British researchers have made a dramatic breakthrough against a lethal form of prostate cancer.

Trials of a new pill have shown that it can shrink tumours in up to 80 per cent of cases, and end the need for damaging chemotherapy and radiotherapy.

Experts hailed the advance as potentially the biggest in the field of prostate cancer for decades, capable of saving many thousands of lives.

Scientists believe the technique could also be effective on other tumours, such as breast and bowel cancers.

The drug, abiraterone, was discovered by researchers at the Royal Marsden Hospital in South-West London.

Their leader, Dr Johann de Bono, said patients there had been able to control the disease with just four pills a day and very few side-effects.

Prostate cancer is Britain's most common cancer among men and the second highest killer, after lung cancer. Some 35,000 people a year are diagnosed with it - and 12,000 die.

There are two types, aggressive and non-aggressive, which are often called 'tiger' and 'pussycat'. Men with pussycat cancer can often lead a healthy life, but the tiger variety - a third of cases - is usually fatal within 18 months.

Hormone therapy, the standard method of treating prostate cancer, involves blocking production of male hormones like testosterone, which 'feed' the tumour. But it can be ineffective on aggressive forms.

If it fails, doctors turn to chemotherapy, which can have severe side-effects such as nausea, pain, malnutrition, haemorrhages and hair loss.

Many patients also have radiotherapy, to reduce associated pain in the bones. This can be dangerous too, damaging organs and leaving patients exhausted and with little quality of life.

Abiraterone uses a different approach, blocking chemicals in the body which help in the production of the male hormones. It is expected to be widely available in three years, but until then can be obtained only as part of clinical trials.

John Neate, chief executive of the Prostate Cancer Charity, said: 'This is an exciting development which has been eagerly anticipated. Advanced prostate cancer is very difficult to treat as, after time, it stops responding to conventional ways of controlling the male hormone.

ABOUT THIS TASK:
Write the next part of the article on the abiraterone prostate cancer pill, starting after its last sentence. The records that follow come from a different source than the article on the abiraterone prostate cancer pill.

DATASET CONTENT:

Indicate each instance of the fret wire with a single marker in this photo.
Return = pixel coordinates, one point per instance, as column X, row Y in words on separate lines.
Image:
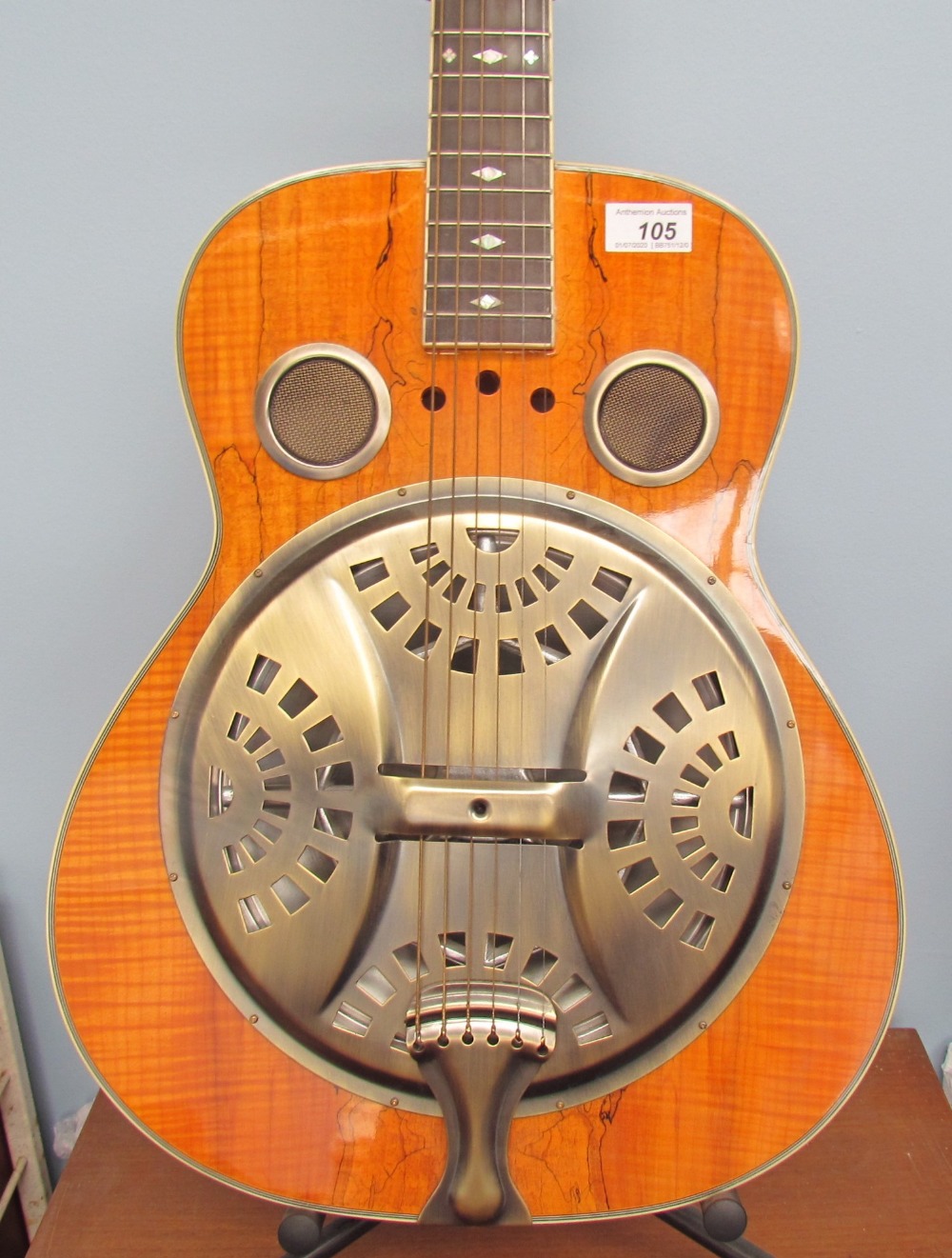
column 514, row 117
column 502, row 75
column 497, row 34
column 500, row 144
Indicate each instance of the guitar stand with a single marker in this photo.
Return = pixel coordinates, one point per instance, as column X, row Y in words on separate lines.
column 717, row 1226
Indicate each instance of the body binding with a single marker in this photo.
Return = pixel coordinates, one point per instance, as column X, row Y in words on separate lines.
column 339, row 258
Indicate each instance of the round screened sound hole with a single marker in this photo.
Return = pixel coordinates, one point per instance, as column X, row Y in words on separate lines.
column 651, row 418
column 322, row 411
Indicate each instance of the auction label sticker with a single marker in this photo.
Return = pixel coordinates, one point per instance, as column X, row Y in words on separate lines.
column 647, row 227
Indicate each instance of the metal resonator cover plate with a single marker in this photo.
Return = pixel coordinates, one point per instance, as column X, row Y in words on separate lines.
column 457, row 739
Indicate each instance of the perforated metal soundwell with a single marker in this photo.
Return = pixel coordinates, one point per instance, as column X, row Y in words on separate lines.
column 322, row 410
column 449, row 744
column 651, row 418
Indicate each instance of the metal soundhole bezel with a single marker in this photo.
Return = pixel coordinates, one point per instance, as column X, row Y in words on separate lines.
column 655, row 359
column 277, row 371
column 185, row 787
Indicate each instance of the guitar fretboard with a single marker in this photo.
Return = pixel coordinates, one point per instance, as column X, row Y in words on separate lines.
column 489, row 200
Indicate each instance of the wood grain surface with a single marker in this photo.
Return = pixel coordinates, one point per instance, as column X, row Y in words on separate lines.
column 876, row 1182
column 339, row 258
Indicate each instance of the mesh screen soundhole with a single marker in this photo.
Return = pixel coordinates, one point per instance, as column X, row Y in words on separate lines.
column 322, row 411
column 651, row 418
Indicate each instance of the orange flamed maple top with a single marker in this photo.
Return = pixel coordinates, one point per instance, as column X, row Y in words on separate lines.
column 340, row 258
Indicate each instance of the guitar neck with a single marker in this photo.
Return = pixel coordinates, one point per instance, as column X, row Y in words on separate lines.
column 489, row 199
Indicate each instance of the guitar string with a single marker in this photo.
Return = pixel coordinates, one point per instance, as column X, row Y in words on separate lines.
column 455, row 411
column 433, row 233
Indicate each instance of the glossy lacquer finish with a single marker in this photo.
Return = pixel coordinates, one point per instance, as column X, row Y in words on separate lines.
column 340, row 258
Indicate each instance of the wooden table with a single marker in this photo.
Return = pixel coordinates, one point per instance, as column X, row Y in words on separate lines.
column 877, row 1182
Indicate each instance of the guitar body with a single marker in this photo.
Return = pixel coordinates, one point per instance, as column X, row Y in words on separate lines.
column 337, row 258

RESPONSE AREA:
'We look forward to the results of the larger trials already under way or being planned for this drug to prove its potential effectiveness.'

Previous hormone therapy had been directed at stopping the production of male hormones in the testes. This works for only about a quarter of aggressive cancer cases, however, and most scientists had written off hormones as a target for research.

But the Royal Marsden team ignored the doubters through 15 years of painstaking study.

The breakthrough came when they found that sometimes the tumour itself can produce hormones - meaning that new treatment needed to target hormones anywhere in the body.

They decided to aim at a key enzyme which is needed for the hormones to be produced.

Experiments with tumour cells in the Royal Marsden's state-of-the art laboratories - the base of Britain's Institute of Cancer Research and Europe's largest cancer research centre - eventually came up with abiraterone.

Studies on 100 patients at the hospital and 150 more in the U.S. have shown that in more than three quarters of cases, the tumour shrunk.

Most men experienced far less pain, meaning radiotherapy could become a thing of the past.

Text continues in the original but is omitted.